Dublin City Council has given the green light for a limited number of stalls to operate at the annual Henry Street Christmas Market in the city centre, having announced last month that the market would not go ahead.

The latest development is seen as a compromise in a row that has been brewing since November 11, when the council said the market would not open due to fears surrounding the possible spread of Covid-19.

Angry traders, whose families have run the market for around 80 years, argued that if the main retail stores could open indoors then they should be allowed to open outdoors.

They wanted their markets to be able to operate if the restrictions were reduced from Level 5 to Level 3, and that scenario became a reality yesterday.

A meeting between the council and the traders was brokered by Lord Mayor Hazel Chu, and the traders were informed on Monday night that a limited number of stalls would be allowed to operate.

Lots will be drawn to decide who gets them.

In a letter to traders the council offered to accommodate 15 stalls on Henry Street and a further 10 on O'Connell Street.

The council said it is seeking applications for the limited number of pitches, and that if the number of applicants exceeds the number of pitches then they would be allocated on a lottery basis.

Task A
According to the passage on the Henry Street Christmas Market, why did the council announce on November 11 that the market would not open? Answer in one to three sentences.
Task B
Answer these questions from the passage on the Henry Street Christmas Market:
(i) Who brokered the meeting between the council and the traders?
(ii) How many stalls did the council offer to accommodate on O'Connell Street?
(iii) For about how long have the traders' families run the market?
Task C
Reproduce the stretch of the passage on the Henry Street Christmas Market from "A meeting between" through "on O'Connell Street.".
Rely only on the passage itself for the answers.

Point localization records
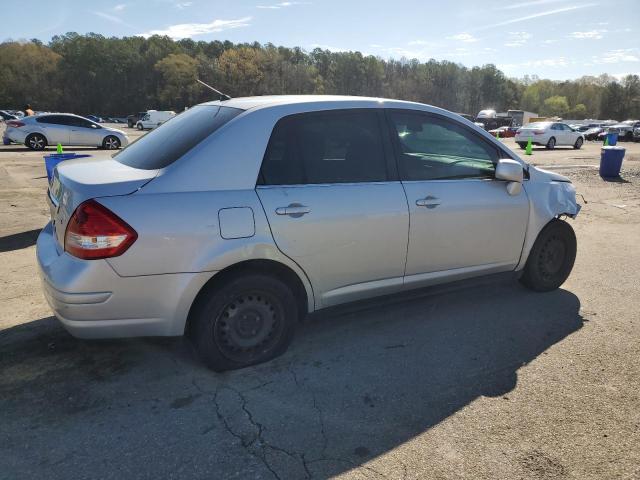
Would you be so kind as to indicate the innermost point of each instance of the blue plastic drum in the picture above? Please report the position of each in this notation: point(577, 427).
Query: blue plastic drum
point(611, 161)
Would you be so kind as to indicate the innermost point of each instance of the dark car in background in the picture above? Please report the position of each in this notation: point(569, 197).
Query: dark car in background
point(134, 118)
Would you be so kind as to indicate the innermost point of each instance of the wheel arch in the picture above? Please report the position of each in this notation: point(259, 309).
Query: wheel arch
point(273, 268)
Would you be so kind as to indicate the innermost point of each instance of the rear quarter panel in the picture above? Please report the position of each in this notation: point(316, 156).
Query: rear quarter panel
point(180, 233)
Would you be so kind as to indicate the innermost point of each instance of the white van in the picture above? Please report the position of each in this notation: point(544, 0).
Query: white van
point(154, 118)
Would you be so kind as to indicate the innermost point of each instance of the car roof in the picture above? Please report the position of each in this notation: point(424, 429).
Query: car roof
point(248, 103)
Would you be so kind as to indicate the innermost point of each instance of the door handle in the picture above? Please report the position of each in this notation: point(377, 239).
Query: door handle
point(429, 201)
point(295, 210)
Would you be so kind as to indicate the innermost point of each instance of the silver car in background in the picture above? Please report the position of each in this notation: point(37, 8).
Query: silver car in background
point(235, 219)
point(36, 132)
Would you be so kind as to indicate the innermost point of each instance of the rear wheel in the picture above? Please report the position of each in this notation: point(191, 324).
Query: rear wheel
point(551, 144)
point(551, 258)
point(35, 141)
point(248, 320)
point(111, 143)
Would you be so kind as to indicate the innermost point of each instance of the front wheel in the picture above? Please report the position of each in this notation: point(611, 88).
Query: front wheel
point(578, 144)
point(551, 144)
point(248, 320)
point(551, 258)
point(111, 143)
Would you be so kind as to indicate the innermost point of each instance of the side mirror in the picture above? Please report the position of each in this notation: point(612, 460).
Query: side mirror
point(512, 172)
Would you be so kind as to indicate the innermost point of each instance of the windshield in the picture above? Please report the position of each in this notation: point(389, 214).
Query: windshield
point(164, 145)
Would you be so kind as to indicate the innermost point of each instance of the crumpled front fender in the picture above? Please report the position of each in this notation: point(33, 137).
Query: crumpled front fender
point(550, 195)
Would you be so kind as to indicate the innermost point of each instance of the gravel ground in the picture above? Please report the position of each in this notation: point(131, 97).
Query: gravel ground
point(482, 382)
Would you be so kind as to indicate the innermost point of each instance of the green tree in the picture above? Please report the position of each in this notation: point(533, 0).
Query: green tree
point(555, 106)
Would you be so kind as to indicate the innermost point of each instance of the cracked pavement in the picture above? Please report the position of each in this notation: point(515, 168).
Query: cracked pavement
point(490, 381)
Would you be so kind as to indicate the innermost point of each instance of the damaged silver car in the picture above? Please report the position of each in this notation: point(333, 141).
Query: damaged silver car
point(233, 220)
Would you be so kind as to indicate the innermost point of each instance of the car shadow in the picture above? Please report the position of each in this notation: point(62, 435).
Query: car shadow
point(18, 241)
point(355, 385)
point(47, 150)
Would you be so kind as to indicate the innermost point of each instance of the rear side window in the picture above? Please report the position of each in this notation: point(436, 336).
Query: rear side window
point(328, 147)
point(164, 145)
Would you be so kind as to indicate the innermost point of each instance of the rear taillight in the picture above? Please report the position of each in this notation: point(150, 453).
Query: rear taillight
point(95, 232)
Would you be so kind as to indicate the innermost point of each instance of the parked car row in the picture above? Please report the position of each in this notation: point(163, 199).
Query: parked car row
point(549, 135)
point(38, 131)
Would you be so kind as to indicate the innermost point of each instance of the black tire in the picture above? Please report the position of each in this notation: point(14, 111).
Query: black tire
point(551, 144)
point(551, 258)
point(578, 144)
point(35, 141)
point(111, 142)
point(249, 319)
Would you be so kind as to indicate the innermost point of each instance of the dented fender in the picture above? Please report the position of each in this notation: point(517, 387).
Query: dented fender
point(550, 195)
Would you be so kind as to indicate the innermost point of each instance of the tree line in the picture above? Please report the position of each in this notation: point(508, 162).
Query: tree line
point(93, 74)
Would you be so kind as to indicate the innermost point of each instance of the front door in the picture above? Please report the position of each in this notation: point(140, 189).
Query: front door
point(334, 205)
point(463, 221)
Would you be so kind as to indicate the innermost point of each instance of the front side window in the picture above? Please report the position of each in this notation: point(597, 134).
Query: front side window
point(434, 148)
point(327, 147)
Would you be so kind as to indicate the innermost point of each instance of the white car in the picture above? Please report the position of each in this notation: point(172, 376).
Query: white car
point(36, 132)
point(154, 118)
point(549, 135)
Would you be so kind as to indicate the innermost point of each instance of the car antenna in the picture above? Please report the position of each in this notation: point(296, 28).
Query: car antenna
point(223, 96)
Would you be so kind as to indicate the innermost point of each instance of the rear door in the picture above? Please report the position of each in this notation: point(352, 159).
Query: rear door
point(54, 129)
point(84, 132)
point(329, 188)
point(463, 220)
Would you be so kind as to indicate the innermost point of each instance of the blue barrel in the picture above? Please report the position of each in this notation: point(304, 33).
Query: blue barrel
point(611, 161)
point(50, 161)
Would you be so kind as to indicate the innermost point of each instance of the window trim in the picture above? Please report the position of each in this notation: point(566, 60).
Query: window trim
point(387, 149)
point(500, 153)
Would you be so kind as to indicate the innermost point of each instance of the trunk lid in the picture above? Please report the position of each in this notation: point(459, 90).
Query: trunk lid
point(75, 181)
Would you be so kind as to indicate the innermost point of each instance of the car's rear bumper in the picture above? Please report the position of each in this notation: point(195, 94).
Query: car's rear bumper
point(92, 301)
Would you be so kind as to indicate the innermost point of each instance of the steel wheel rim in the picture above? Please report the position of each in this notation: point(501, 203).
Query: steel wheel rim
point(249, 326)
point(552, 257)
point(111, 143)
point(36, 142)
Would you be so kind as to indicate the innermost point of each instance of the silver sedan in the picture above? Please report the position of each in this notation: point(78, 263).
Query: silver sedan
point(38, 131)
point(233, 220)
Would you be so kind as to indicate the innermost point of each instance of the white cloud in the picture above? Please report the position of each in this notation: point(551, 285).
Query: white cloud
point(463, 37)
point(590, 34)
point(536, 15)
point(188, 30)
point(111, 18)
point(622, 55)
point(532, 3)
point(517, 39)
point(278, 6)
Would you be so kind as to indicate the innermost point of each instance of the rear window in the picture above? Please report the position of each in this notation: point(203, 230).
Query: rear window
point(174, 138)
point(537, 125)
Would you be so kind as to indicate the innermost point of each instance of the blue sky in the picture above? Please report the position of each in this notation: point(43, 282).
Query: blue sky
point(556, 39)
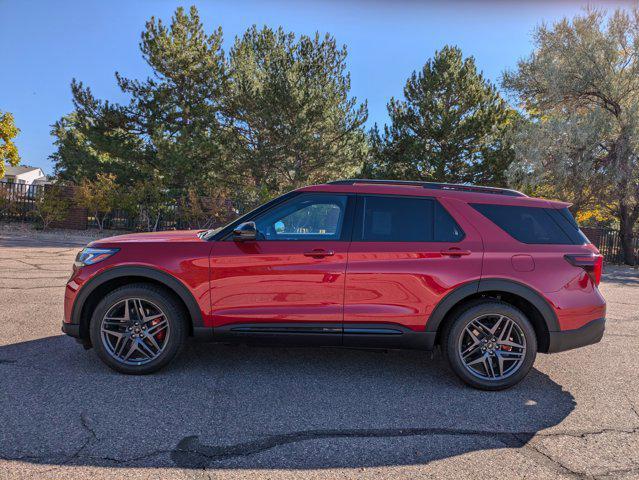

Exercise output A
The council said the market would not open because of fears about the possible spread of Covid-19.

Exercise output B
(i) Lord Mayor Hazel Chu
(ii) 10
(iii) Around 80 years

Exercise output C
A meeting between the council and the traders was brokered by Lord Mayor Hazel Chu, and the traders were informed on Monday night that a limited number of stalls would be allowed to operate.

Lots will be drawn to decide who gets them.

In a letter to traders the council offered to accommodate 15 stalls on Henry Street and a further 10 on O'Connell Street.